--- start ---
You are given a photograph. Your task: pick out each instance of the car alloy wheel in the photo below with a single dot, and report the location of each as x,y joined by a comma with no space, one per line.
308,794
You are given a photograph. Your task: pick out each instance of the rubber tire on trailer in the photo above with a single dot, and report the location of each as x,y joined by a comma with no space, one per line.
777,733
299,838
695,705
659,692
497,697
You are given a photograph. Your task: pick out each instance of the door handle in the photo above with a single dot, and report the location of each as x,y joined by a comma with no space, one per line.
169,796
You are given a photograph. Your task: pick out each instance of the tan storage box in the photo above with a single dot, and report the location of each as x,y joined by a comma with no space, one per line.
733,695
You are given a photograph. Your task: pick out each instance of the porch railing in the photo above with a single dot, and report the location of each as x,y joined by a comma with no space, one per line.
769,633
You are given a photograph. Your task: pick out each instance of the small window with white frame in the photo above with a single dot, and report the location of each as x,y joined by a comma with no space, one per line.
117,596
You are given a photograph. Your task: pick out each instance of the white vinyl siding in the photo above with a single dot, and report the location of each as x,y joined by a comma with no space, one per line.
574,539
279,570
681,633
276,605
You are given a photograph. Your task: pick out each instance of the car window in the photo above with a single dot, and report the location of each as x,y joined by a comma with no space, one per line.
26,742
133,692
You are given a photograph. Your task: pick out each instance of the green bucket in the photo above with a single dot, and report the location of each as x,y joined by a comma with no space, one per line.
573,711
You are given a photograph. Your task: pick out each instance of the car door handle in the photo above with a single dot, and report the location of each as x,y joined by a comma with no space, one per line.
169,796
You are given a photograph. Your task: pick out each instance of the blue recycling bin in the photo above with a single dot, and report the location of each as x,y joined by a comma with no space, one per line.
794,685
--- end ---
• Exercise objective:
Rewrite everything from the line containing "of the blue" down to the end of the data, requests included, raising every coordinate in the answers by 99.

• Output of the exercise:
You are given a photograph. Your task: pick out each instance of the blue recycling bin in the photo above with a single dot, and report the location of each as x,y joined by a comma with no space, one per line.
893,784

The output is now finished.